-- Short exercise --
Write out the full listing again, exactly as it stands.

-- Entries provided --
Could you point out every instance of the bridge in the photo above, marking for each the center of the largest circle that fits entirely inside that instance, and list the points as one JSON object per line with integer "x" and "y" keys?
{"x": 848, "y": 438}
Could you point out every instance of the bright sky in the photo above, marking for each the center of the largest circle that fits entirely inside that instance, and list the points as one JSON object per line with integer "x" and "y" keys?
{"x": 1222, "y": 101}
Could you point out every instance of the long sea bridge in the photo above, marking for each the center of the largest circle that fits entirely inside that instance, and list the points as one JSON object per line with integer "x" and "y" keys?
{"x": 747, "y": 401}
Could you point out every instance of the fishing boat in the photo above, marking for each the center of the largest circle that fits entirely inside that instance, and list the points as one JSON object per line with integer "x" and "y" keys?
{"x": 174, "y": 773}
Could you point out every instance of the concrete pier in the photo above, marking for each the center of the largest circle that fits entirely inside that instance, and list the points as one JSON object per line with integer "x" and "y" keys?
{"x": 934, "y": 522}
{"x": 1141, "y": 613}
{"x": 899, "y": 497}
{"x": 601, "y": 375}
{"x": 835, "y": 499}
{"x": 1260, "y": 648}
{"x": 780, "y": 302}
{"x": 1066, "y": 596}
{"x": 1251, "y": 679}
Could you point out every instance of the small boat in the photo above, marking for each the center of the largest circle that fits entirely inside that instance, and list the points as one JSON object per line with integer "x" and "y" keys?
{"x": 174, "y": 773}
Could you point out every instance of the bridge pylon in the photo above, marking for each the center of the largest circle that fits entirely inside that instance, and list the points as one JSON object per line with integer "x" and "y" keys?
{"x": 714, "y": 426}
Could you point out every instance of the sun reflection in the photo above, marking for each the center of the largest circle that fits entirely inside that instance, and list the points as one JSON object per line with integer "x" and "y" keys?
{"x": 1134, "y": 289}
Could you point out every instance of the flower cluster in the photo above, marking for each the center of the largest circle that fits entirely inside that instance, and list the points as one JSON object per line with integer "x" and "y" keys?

-- Written answer --
Could you point out every instance of the bridge in the photo above, marking for each the center of the largest circle that fits entirely inside that instance, and list the points as one JSON object per line with integer "x" and "y" keys?
{"x": 848, "y": 438}
Could you point out every instance of the bright sky in the photo above, marking for each the center of the largest circle that fits entirely inside that instance, and list the points as one JSON object per line with integer "x" and "y" keys?
{"x": 1222, "y": 101}
Could you point out every instance of the long sea bridge in the photo above, marking for each the center of the largest circle that fits entirely inside that instance, and list the points as one JSON object per line with integer "x" and "y" keys?
{"x": 747, "y": 401}
Could you point out every instance of the fishing boat in the photo above, marking for each the center of the largest circle that fits entirely inside that instance, and list the points as one JSON object per line with integer "x" and "y" keys?
{"x": 174, "y": 773}
Could you point out every instance of the concrete pier in the photo above, marking for each the center of the largest circle that fits entirely inside that instance, and list the points as one JSON object per line with integer "x" and "y" keys?
{"x": 934, "y": 522}
{"x": 1141, "y": 613}
{"x": 899, "y": 497}
{"x": 601, "y": 375}
{"x": 835, "y": 499}
{"x": 1260, "y": 648}
{"x": 780, "y": 302}
{"x": 1066, "y": 596}
{"x": 1251, "y": 679}
Could you point out every instance of the small boat in the photo above, marking for each the center of the largest circle that fits entirely inside that instance, and list the points as one JSON object per line with integer "x" and "y" keys?
{"x": 174, "y": 773}
Could you point out every instance of the bridge pylon in the photo above, marking for each the center of the largest circle that fits entirely inside that instance, and list the points as one JSON object per line with integer "x" and "y" keys?
{"x": 714, "y": 426}
Could you point out every instance of the sun reflection in the photo above, marking for each the center of the largest circle that fits entirely inside that instance, and list the points as one JSON object per line with integer "x" and "y" keys?
{"x": 1134, "y": 289}
Could you point out every instance of the flower cluster in the photo above, marking for each the center of the largest circle that fits entirely inside that instance, and list the points as one JSON object per line with integer "x" and "y" keys?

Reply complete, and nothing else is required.